What is required.
Any image found in the entries is to be skipped; the rest is returned word for word.

Study material.
● ● ●
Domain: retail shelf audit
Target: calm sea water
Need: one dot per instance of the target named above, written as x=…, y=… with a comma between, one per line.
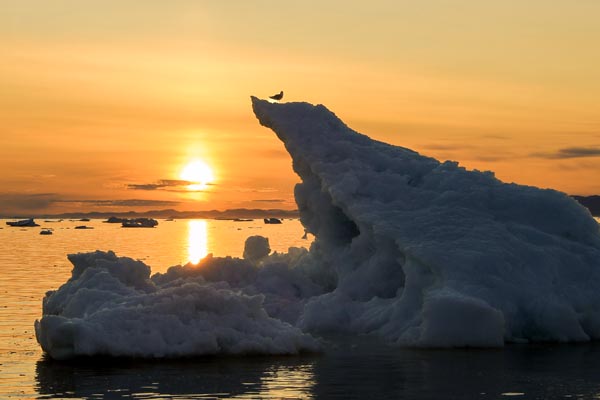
x=350, y=368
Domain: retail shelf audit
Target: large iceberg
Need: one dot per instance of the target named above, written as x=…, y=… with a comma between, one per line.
x=427, y=253
x=417, y=251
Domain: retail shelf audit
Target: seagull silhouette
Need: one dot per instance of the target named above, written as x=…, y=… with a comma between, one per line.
x=277, y=96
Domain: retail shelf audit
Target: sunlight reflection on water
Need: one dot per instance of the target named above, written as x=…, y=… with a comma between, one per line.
x=197, y=240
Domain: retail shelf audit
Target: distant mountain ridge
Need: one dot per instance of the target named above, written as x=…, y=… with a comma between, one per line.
x=592, y=203
x=170, y=213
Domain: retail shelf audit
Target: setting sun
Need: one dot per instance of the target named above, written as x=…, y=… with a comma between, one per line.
x=198, y=173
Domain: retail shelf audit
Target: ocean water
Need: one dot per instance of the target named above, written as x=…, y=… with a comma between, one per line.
x=350, y=368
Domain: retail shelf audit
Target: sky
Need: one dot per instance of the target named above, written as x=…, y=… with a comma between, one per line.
x=103, y=104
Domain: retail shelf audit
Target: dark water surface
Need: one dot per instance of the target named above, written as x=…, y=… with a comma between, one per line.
x=350, y=369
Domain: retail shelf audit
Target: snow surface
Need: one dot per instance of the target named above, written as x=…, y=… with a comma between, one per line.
x=419, y=252
x=110, y=306
x=429, y=254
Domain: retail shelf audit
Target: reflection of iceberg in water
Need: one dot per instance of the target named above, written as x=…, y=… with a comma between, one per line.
x=350, y=370
x=197, y=240
x=215, y=378
x=418, y=252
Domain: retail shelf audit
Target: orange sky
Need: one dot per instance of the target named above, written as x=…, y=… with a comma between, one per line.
x=100, y=99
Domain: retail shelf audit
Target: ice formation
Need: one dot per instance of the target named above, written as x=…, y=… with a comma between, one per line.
x=429, y=254
x=417, y=251
x=112, y=307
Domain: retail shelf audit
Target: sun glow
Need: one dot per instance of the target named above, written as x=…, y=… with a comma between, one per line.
x=198, y=173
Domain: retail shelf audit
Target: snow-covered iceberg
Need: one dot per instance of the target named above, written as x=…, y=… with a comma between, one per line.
x=112, y=307
x=426, y=253
x=417, y=251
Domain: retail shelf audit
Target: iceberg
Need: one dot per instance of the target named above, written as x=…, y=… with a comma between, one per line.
x=427, y=253
x=416, y=251
x=112, y=307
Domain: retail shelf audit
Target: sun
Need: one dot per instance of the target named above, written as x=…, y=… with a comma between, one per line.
x=198, y=173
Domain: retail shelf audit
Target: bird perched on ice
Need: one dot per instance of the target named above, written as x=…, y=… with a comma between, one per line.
x=277, y=96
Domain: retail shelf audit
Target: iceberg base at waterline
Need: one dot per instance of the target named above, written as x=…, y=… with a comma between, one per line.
x=112, y=307
x=419, y=252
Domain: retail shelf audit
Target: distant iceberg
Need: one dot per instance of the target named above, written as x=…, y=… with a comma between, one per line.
x=419, y=252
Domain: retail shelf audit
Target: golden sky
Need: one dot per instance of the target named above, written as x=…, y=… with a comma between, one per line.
x=103, y=103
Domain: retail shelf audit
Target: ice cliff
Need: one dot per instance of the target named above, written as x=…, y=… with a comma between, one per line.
x=419, y=252
x=429, y=254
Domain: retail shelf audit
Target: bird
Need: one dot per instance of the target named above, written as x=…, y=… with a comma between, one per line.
x=277, y=96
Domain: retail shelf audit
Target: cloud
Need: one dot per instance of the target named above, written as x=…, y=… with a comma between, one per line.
x=124, y=203
x=161, y=184
x=269, y=201
x=169, y=185
x=570, y=152
x=31, y=201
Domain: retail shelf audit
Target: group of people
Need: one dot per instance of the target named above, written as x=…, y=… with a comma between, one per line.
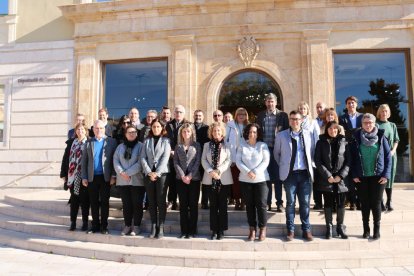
x=166, y=157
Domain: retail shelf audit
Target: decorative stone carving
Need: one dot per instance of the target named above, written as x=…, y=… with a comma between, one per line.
x=248, y=50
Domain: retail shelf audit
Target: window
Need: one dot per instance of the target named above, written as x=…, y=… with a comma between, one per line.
x=248, y=89
x=376, y=78
x=2, y=113
x=141, y=84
● ● ●
Answer.
Domain: retail shelf audit
Target: calm sea water
Need: one dot per instance of the target named above, written as x=…, y=… with a comma between, one per line.
x=350, y=368
Domain: retail shelf audit
Target: large iceberg
Need: one dot per instance of the target named above, written as x=…, y=… with a comma between, one per line.
x=427, y=253
x=417, y=251
Domain: retail shelf audit
Target: seagull silhouette
Need: one dot per instance of the target named above, written as x=…, y=… with a comma between, one per line.
x=277, y=96
Domain: retail shelf audit
Target: sunlight reflection on water
Need: one dot per instance of the target named above, written as x=…, y=… with a comma between, one per line.
x=197, y=240
Domain: retail shelf audit
Target: distant mountain ridge
Need: one dot per instance of the target named above, written as x=…, y=… with a comma between, one per line.
x=592, y=203
x=170, y=213
Domain: retail shelf audit
Target: setting sun
Need: one dot per instance of the target named above, written as x=…, y=… with a comma between, one per line.
x=198, y=173
Domain: retail shelf audit
Target: ocean water
Need: one dot per instance of the target named above, written as x=…, y=… with a comma between, one per line.
x=350, y=368
Domain: retail shelf audit
Target: sky
Need: one dot per instance of the target named above, written as x=…, y=… with a comma between, one per line.
x=103, y=104
Domain: retail shelf audit
Target: dark water surface
Need: one dot per instance of the target named above, written as x=…, y=… with a comma between, one per line.
x=350, y=369
Domain: retail shelf audit
Target: snow surface
Need: one dot per instance of the target named above, written as x=…, y=… with a comma between, one per line.
x=419, y=252
x=110, y=306
x=429, y=254
Domain: retail shelf audit
Target: reflection of iceberg in water
Need: one dot per instance of the target named above, written as x=…, y=… with a comma between, one per line.
x=350, y=370
x=197, y=240
x=215, y=378
x=418, y=252
Domain: retail shelf audit
Target: orange sky
Need: one dot per instance of the target named above, written as x=…, y=… with a comma between, one per line.
x=100, y=99
Domain: retail shelf audit
Target: ice formation
Need: one dot per instance of the target named above, written as x=…, y=… with a comma between, one per line.
x=429, y=254
x=417, y=251
x=112, y=307
Domain: retail shelf audit
Target: sun glow
Need: one dot per instance of the target named above, written as x=…, y=… with a comma between, one per line.
x=198, y=173
Domain: retail shelf audit
Target: snow-covered iceberg
Need: one dot per instance of the target named above, written as x=…, y=… with a comma between, one per line.
x=112, y=307
x=426, y=253
x=417, y=251
Domain: retail shelf audit
Target: iceberg
Need: one dot per instance of the target named above, written as x=…, y=… with a comma between, one per line.
x=427, y=253
x=416, y=251
x=112, y=307
Domain: retail shelf audit
Target: sun
Need: one dot per instance of the target named above, written as x=…, y=… with a comma between, one per line.
x=198, y=173
Domain: retail shelf audit
Target: bird perched on ice
Need: one dot per instance of the target named above, written as x=…, y=… with a comma between, one per line.
x=277, y=96
Domain: retail shelf audit
Target: iceberg base at waterline
Need: one dot per instance of the target named above, written as x=…, y=… with a comma between, one per line.
x=112, y=307
x=419, y=252
Domain: retail shelf audit
Target: distant iceberg
Need: one dot per instance of the target named above, written as x=…, y=… with a comma between, one per line.
x=419, y=252
Domain: retail shelf audit
Target: golden sky
Need: one dot per instance of the target named above, written as x=…, y=… with a comma between, one per line.
x=103, y=103
Domain: retail shelf audit
Target: ice cliff
Need: one dot per instance of the target named above, written as x=…, y=… with a comma between, one per line.
x=419, y=252
x=429, y=254
Domain: retail shelf audit
Target: bird
Need: one dot per instance of the target named above, written as x=…, y=… with a comma between, one per line.
x=277, y=96
Domain: retail shelf audit
Target: cloud
Need: one dot per instance of the target named above, written as x=…, y=… with a comma between, one per line.
x=124, y=203
x=161, y=184
x=269, y=201
x=169, y=185
x=570, y=152
x=31, y=201
Domain: retail shelf audit
Target: group of people
Need: one dot per instance of the target named above, written as x=…, y=… with a comma between, one per line.
x=166, y=157
Domain: retail shelf audit
Target: decorative stone carving
Need: one dot per instance of the target named above, written as x=…, y=… with a comma between, one per line.
x=248, y=50
Domain: retail shelf audit
Target: window
Need: one dot per instance of the target named above, written as x=…, y=… with a comma between, one per line.
x=248, y=89
x=376, y=78
x=2, y=113
x=141, y=84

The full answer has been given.